跳到主要内容

合并数据

学习如何使用 JOIN、公用表表达式(CTE)和高级查询结构来合并多个数据源的数据。

核心概念

JOIN

连接多个表的数据

-- 内连接(Inner Join)(最常用)
SELECT e.name, d.department_name
FROM employees e
JOIN departments d ON e.dept_id = d.id;

涵盖:Inner、Left、Right、Full Outer、Semi、Anti 和 AsOf 连接

公用表表达式(Common Table Expressions, CTE)

使用 WITH 子句构建复杂查询

-- 将复杂逻辑拆分为多个步骤
WITH high_performers AS (
SELECT * FROM employees WHERE rating > 4.0
)
SELECT department, COUNT(*)
FROM high_performers
GROUP BY department;

涵盖:基本 CTE、递归 CTE、物化 CTE

高级组合

子查询

-- 相关子查询
SELECT name, salary,
(SELECT AVG(salary) FROM employees e2
WHERE e2.department = e1.department) as dept_avg
FROM employees e1;

-- EXISTS 子句
SELECT * FROM customers c
WHERE EXISTS (
SELECT 1 FROM orders o
WHERE o.customer_id = c.id
);

集合操作

-- 合并多个查询的结果
SELECT name FROM employees WHERE department = 'Sales'
UNION
SELECT name FROM contractors WHERE active = true;

-- 其他集合操作
INTERSECT -- 仅共同行
EXCEPT -- 第一个查询有而第二个查询没有的行

实践模式

数据增强

-- 向主表添加查找数据
WITH region_lookup AS (
SELECT zip_code, region_name
FROM zip_regions
)

#### [待办任务]
(a) 把上文合并数据一文中的这句话译成英文:“学习如何使用 JOIN、公用表表达式(CTE)和高级查询结构来合并多个数据源的数据。”
(b) 从上文合并数据一文中一字不差地抄出从“SELECT e.name, d.department_name”到“Table Expressions, CTE)”的部分。

#### [所给数据]
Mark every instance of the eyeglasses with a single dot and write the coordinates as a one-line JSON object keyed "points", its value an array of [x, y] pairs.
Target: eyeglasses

#### [依序答案]
(a) Learn how to use JOIN, common table expressions (CTEs), and advanced query structures to combine data from multiple data sources.

(b)
SELECT e.name, d.department_name
FROM employees e
JOIN departments d ON e.dept_id = d.id;

涵盖:Inner、Left、Right、Full Outer、Semi、Anti 和 AsOf 连接

公用表表达式(Common Table Expressions, CTE)